*Task brief*
Convert every line of the material below into a numbered list, dropping any blank lines.

(Records)
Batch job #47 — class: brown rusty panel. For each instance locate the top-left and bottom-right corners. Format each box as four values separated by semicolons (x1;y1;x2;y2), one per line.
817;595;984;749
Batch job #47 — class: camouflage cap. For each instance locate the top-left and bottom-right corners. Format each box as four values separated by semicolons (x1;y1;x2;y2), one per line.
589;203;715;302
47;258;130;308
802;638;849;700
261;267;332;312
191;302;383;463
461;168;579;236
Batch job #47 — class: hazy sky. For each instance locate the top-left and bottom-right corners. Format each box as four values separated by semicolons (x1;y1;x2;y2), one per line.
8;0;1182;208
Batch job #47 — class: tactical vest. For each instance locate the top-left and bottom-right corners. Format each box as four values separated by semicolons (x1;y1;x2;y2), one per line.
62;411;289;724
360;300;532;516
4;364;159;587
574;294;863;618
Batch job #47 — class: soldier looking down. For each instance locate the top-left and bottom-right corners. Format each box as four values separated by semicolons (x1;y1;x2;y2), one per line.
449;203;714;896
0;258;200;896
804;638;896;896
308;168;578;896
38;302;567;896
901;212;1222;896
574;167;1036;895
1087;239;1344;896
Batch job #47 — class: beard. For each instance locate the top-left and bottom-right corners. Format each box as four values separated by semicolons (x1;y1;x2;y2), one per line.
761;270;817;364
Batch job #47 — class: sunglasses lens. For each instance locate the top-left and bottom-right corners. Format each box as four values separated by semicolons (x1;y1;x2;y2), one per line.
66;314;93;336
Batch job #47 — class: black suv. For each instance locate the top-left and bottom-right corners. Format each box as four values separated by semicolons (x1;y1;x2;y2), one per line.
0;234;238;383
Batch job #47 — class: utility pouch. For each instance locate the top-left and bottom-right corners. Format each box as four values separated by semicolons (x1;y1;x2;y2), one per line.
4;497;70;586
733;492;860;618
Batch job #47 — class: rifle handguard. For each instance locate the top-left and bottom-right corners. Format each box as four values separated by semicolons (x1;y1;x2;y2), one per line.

*Solution to this task*
1. Batch job #47 — class: brown rusty panel. For each instance locate the top-left and bottom-right corners. Format each box as four values separated by semicolons (x1;y1;x2;y2), one per line.
2. 817;595;984;749
3. Batch job #47 — class: camouflage cap. For each instance locate the top-left and bottom-right corners. Format each box as four values separated by semicolons (x1;y1;x2;y2), one per line.
4. 589;203;715;302
5. 47;258;130;308
6. 802;638;849;700
7. 261;267;332;312
8. 191;302;383;463
9. 461;168;579;236
10. Batch job #47 — class: hazy sky. For each instance locate the top-left and bottom-right corners. Format each box as four values separated by semicolons (x1;y1;x2;y2), one per line.
11. 8;0;1182;208
12. Batch job #47 — class: tactical vest. For each instance locate the top-left and bottom-right corners. Format each box as four values separated by semicolons (x1;y1;x2;y2), one per line.
13. 62;411;289;724
14. 360;300;532;516
15. 4;364;159;587
16. 574;294;863;618
17. Batch job #47 — class: soldier looking down. For each instance locate the top-left and bottom-right corners. Format each box as four values separated by semicolons (x1;y1;x2;y2), one per line.
18. 449;203;714;896
19. 0;258;200;896
20. 804;638;896;896
21. 308;168;578;896
22. 38;302;567;896
23. 901;212;1222;896
24. 574;167;1036;895
25. 1087;239;1344;896
26. Batch job #47 — class: beard. For each instance locate the top-left and bottom-right corners. Format each box as four values separated by semicolons (x1;y1;x2;y2), one per line.
27. 761;270;817;364
28. Batch job #47 — class: sunglasses lens. For each instance locate the top-left and bottom-right corners. Format each box as four values separated by semicolons (x1;y1;x2;y2), one per line.
29. 66;314;93;336
30. Batch job #47 — class: black suv. For each instance locate the top-left and bottom-right corners. Format each box as four values separated by semicolons (x1;y1;x2;y2), one per line.
31. 0;234;238;383
32. Batch job #47 — class: utility pouch. For each instance locate the top-left and bottom-right corners. Format each box as four values separated by semicolons (x1;y1;x2;y2), one per line.
33. 4;497;70;586
34. 733;492;860;618
35. Batch job #47 — class: rifle handguard. For each instance locate the top-left and bottom-right corners. Format each box as four values separated by semicolons (x1;y1;x2;y2), one per line.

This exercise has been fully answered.